"Dans 10 ans, je rêve d'une ESS transversale, imprégnée dans chaque service" - Interview de Nicole Miquel-Belaud, Toulouse Métropole
Nicole Miquel-Belaud est conseillère municipale déléguée et conseillère métropolitaine chargée notamment de l'économie sociale et solidaire à la Métropole et à la Ville de Toulouse. Responsable marketing dans un grand groupe pendant une dizaine d’années, elle quitte le monde du privé pour être professeur et responsable de programmes à la Toulouse Business School, dans différentes universités sur Toulouse et dans le monde. Présidente fondatrice d'Envie Occitanie, entreprise d’insertion par l’économie de 120 salarié.e.s pour laquelle elle est très fière de s'être investie, elle y est administratrice depuis 2014, date de son élection à la Métropole et à la mairie. Elle revient pour nous sur son action en matière d'ESS sur son territoire et dans les quartiers politique de la ville (QPV).
Quels sont les grands axes de votre action pour le développement de l’ESS à Toulouse ? Comment s'inscrit-elle au sein des différentes politiques locales ?

DONNÉES BRUTES »
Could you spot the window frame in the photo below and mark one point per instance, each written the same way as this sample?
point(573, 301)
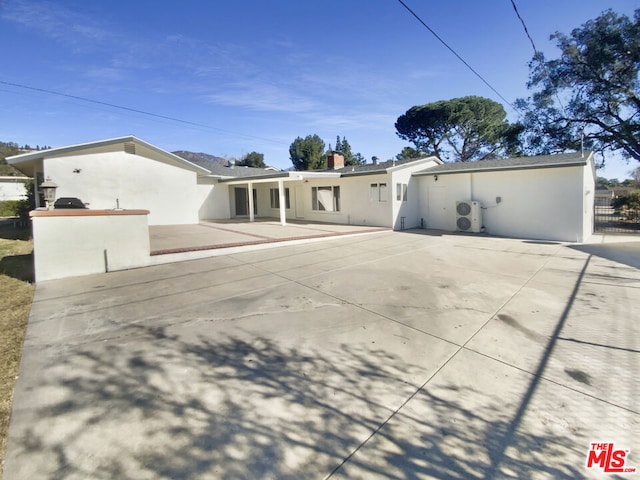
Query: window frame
point(335, 198)
point(274, 198)
point(378, 192)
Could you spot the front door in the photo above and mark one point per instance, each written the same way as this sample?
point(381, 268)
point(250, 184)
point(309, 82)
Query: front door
point(299, 202)
point(242, 201)
point(438, 212)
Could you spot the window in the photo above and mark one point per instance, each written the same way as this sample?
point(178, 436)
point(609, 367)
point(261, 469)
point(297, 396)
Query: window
point(275, 198)
point(401, 192)
point(325, 199)
point(378, 192)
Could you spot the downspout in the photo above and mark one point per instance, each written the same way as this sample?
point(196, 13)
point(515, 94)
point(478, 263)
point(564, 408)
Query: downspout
point(250, 193)
point(283, 213)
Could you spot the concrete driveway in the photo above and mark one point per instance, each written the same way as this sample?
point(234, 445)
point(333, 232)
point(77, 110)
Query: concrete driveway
point(391, 355)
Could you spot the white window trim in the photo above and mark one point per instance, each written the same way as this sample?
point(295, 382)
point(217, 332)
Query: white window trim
point(274, 198)
point(335, 198)
point(377, 193)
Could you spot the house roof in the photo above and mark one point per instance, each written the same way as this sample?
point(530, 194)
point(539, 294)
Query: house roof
point(382, 167)
point(514, 163)
point(27, 162)
point(238, 171)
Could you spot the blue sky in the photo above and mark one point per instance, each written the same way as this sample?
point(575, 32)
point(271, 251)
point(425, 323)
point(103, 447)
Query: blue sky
point(256, 74)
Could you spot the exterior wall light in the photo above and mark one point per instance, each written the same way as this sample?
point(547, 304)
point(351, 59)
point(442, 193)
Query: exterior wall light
point(49, 190)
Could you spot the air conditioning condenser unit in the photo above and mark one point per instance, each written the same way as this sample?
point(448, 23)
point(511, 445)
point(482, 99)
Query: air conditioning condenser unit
point(468, 216)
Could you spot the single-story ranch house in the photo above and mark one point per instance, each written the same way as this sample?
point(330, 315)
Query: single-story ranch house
point(545, 197)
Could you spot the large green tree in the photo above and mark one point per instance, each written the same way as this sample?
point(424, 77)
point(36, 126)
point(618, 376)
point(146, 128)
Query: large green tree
point(253, 159)
point(307, 153)
point(343, 147)
point(409, 153)
point(8, 149)
point(460, 129)
point(590, 93)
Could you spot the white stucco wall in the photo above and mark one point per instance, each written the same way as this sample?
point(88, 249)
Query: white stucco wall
point(12, 188)
point(411, 208)
point(545, 204)
point(67, 246)
point(169, 192)
point(588, 195)
point(213, 199)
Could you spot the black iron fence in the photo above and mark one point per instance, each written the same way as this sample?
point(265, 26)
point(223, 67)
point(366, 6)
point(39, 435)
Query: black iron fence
point(611, 220)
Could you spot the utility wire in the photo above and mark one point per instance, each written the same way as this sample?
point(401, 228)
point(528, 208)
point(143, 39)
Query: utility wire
point(538, 55)
point(133, 110)
point(457, 55)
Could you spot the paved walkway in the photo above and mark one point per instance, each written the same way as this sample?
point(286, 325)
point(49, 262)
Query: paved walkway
point(391, 355)
point(218, 234)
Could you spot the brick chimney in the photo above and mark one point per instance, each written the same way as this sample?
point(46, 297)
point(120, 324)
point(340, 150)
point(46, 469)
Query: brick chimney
point(335, 160)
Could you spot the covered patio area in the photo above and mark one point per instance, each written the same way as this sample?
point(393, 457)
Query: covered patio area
point(216, 234)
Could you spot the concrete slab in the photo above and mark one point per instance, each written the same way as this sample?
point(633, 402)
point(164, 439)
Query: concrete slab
point(172, 239)
point(394, 355)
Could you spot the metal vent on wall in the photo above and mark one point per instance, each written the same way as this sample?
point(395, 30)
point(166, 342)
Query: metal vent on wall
point(468, 216)
point(130, 148)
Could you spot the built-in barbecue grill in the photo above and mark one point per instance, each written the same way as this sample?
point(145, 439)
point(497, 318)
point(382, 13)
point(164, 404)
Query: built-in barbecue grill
point(68, 202)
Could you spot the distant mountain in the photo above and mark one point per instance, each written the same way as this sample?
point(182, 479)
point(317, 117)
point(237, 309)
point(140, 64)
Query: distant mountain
point(203, 159)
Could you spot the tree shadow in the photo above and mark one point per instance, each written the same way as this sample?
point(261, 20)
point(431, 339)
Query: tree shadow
point(153, 403)
point(623, 252)
point(15, 229)
point(20, 267)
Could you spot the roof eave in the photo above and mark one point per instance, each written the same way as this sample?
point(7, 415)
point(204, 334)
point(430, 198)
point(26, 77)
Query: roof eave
point(42, 154)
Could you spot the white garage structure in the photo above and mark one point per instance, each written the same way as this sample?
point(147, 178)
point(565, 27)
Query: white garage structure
point(542, 197)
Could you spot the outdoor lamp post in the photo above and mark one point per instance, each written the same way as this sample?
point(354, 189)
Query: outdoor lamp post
point(49, 190)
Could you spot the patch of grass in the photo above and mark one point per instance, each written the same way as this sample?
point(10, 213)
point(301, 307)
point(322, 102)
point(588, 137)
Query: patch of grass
point(16, 294)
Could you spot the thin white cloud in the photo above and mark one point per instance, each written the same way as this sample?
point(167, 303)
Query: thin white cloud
point(57, 22)
point(263, 97)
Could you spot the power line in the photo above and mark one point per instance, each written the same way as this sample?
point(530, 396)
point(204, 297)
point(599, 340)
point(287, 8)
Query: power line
point(134, 110)
point(457, 55)
point(538, 55)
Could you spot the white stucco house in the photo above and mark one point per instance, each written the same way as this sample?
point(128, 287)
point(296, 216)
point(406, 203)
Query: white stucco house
point(129, 173)
point(129, 184)
point(12, 188)
point(546, 197)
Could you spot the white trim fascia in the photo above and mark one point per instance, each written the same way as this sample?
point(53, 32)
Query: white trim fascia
point(42, 154)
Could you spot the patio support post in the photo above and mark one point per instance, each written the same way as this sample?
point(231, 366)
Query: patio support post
point(283, 213)
point(250, 190)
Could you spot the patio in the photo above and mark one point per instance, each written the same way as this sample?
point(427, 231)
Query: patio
point(216, 234)
point(391, 355)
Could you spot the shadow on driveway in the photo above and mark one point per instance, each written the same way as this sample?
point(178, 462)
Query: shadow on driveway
point(625, 252)
point(168, 407)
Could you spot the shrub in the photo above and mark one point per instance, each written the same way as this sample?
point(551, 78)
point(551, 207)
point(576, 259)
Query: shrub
point(10, 208)
point(628, 205)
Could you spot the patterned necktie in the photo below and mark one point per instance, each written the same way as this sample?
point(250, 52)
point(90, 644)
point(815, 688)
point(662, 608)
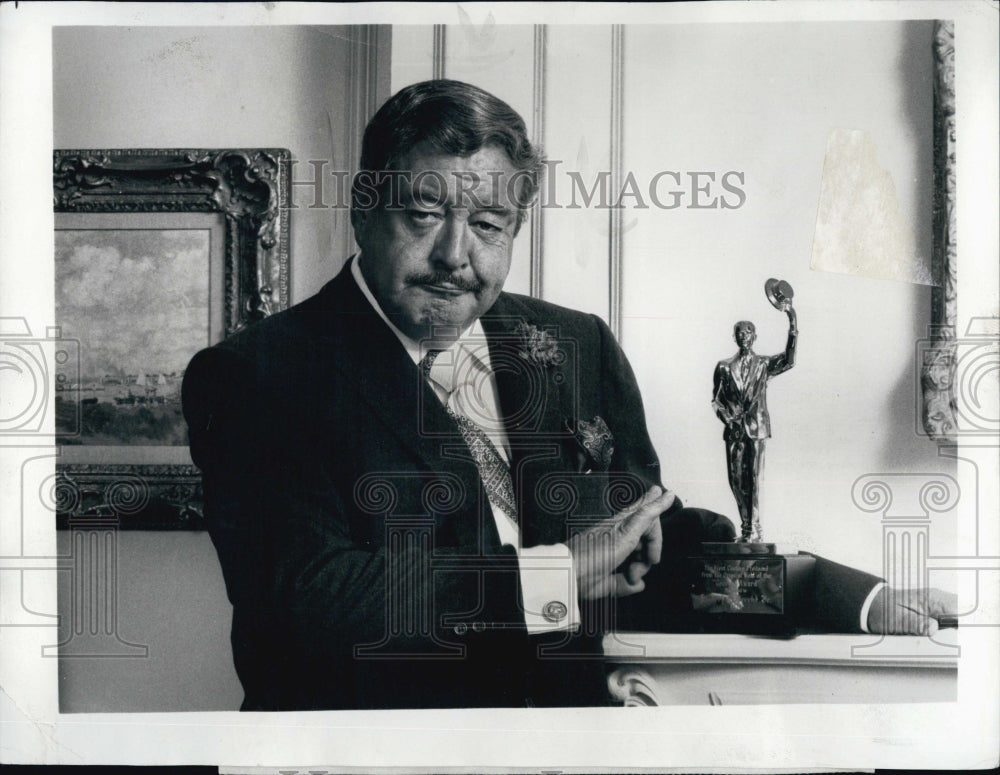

ACTIONS À MENER »
A. D'après l'entretien sur l'ESS à Toulouse, à quel titre Nicole Miquel-Belaud est-elle interrogée sur l'économie sociale et solidaire ? Répondez en une à trois phrases.
B. Poursuivez l'entretien sur l'ESS à Toulouse à partir de la dernière question posée.

RÉPONSES ATTENDUES »
A. Nicole Miquel-Belaud est conseillère municipale déléguée et conseillère métropolitaine chargée notamment de l'économie sociale et solidaire à la Métropole et à la Ville de Toulouse. Elle y revient sur son action en matière d'ESS sur son territoire et dans les quartiers politique de la ville (QPV).

B.
L’ESS fait partie intégrante du développement économique de Toulouse Métropole. C’est fondamental car on considère que c’est une économie comme une autre mais avec une finalité différente, qui replace les femmes et les hommes au cœur de notre réflexion.
Toutes les actions menées sont inscrites dans une démarche de co-construction permanente avec un ensemble d’acteur.rice.s, et une volonté de faire du partenariat entre le secteur public et privé. C’est une démarche relativement nouvelle, surtout à l’époque où elle a été lancée, qui marque une volonté de montrer qu’on peut travailler ensemble.
1. Nous avons bâti un PARCOURS D'ENTREPRISES qui propose des outils pour répondre aux besoins des acteur.rice.s de l’ESS aux différentes étapes de leur cycle de vie :
- l’Incubateur d’Innovation Sociale Première Brique au démarrage de l’idée,
- le Parcours Adress, équivalent d’une pépinière d’entreprises qui accompagne les projets au démarrage de leur phase de croissance, financé quasiment à 100% par la Métropole,
- le Dispositif Local d’Accompagnement (DLA) géré par le Mouvement Associatif et largement soutenu par la Métropole.
Aussi, nous finançons une multitude d'acteur.rice.s via par exemple les financeurs solidaires IéS (Initiative Économie et Sociale), et France Active MPA, Midi-Pyrénées Active, et d’autres également (Agence Intercalaire, les Scoop…), qui ensuite financent à leur tour les entreprises.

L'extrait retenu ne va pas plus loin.